Insights
Global Good & GE Partner on Malaria Diagnostics
February 4, 2015
February 4, 2015
The key premise behind Global Good’s work is the concept of “catalytic invention.” Based on the idea that the world has the tools and inventiveness needed to solve some of humanity’s toughest problems, much of that potential remains locked behind technology or market barriers. Our focus is on developing inventions that can help address these barriers and catalyze markets that are sustainable for the long term.
To do so, we rely heavily on a coalition of commercial, NGO, and government partners with the complementary skillsets needed to translate our inventions into impact. An invention, we believe, is only as good as the life it improves.
But if there’s any company in the world that knows about the life and market-altering power of invention, it is GE. And we’re thrilled to now call them a partner of Global Good. Today’s GE Report profiles the work Global Good, GE Ventures, and the GE Global Research Center will pursue on an affordable test platform that can be deployed anywhere and detect hidden cases of malaria that the conventional tests do not catch.
If you’ve been following Global Good and our teammates in the Intellectual Ventures Laboratory, you likely know that we’ve been focused on malaria and tuberculosis diagnostics for some time. And for good reason. Despite available treatments, millions of people get sick and die from these diseases every year, in part because they lack access to affordable, accurate, and timely diagnostics tests.
This is a problem that needs catalytic invention.
With the help of GE, that’s exactly what we hope to accomplish.

Task requirements ::
Could you pull the stretch from "If you’ve been" through "needs catalytic invention." out of the Global Good and GE malaria diagnostics post, word for word?

The data ::
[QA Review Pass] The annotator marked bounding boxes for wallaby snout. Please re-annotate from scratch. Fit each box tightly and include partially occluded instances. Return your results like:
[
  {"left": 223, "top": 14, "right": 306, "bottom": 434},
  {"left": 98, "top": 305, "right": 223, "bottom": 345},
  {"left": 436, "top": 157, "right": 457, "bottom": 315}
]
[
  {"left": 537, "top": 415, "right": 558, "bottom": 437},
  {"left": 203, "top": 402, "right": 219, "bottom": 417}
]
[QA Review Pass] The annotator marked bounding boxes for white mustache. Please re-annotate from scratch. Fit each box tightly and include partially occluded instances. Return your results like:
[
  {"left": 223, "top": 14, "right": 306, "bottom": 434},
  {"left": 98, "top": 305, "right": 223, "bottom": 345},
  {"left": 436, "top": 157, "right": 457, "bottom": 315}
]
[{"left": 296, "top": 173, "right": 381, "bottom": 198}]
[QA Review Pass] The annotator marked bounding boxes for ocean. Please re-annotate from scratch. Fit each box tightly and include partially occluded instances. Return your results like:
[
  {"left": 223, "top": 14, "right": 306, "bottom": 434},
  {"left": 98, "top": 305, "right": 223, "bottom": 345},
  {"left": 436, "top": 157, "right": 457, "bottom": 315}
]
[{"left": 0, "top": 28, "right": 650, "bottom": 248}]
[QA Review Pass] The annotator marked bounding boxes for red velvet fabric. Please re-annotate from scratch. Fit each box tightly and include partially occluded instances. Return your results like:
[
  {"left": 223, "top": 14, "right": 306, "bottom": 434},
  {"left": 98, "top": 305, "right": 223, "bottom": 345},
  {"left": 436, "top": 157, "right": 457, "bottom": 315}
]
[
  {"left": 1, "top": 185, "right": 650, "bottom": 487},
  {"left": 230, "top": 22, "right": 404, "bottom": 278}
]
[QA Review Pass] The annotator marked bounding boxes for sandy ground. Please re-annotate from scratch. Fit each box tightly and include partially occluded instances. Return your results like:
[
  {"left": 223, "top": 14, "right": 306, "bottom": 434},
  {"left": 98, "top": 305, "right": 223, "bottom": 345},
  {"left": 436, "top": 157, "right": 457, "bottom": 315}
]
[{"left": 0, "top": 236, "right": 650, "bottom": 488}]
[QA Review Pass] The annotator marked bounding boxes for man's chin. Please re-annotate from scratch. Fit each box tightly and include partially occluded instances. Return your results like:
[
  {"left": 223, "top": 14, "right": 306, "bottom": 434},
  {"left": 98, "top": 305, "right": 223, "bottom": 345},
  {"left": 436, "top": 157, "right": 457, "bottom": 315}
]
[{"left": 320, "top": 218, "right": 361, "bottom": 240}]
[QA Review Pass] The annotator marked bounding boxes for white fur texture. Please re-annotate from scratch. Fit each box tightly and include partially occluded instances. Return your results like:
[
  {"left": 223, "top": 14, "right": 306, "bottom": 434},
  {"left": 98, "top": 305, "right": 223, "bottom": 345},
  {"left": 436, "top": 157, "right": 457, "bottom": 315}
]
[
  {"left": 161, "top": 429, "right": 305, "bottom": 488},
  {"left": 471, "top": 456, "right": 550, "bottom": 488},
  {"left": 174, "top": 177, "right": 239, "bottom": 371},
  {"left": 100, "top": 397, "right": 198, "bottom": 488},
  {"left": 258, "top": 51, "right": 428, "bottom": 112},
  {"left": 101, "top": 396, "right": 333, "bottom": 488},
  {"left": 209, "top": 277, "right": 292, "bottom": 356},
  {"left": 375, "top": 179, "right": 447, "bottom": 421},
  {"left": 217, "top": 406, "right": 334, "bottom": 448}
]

Answer box ::
If you’ve been following Global Good and our teammates in the Intellectual Ventures Laboratory, you likely know that we’ve been focused on malaria and tuberculosis diagnostics for some time. And for good reason. Despite available treatments, millions of people get sick and die from these diseases every year, in part because they lack access to affordable, accurate, and timely diagnostics tests.
This is a problem that needs catalytic invention.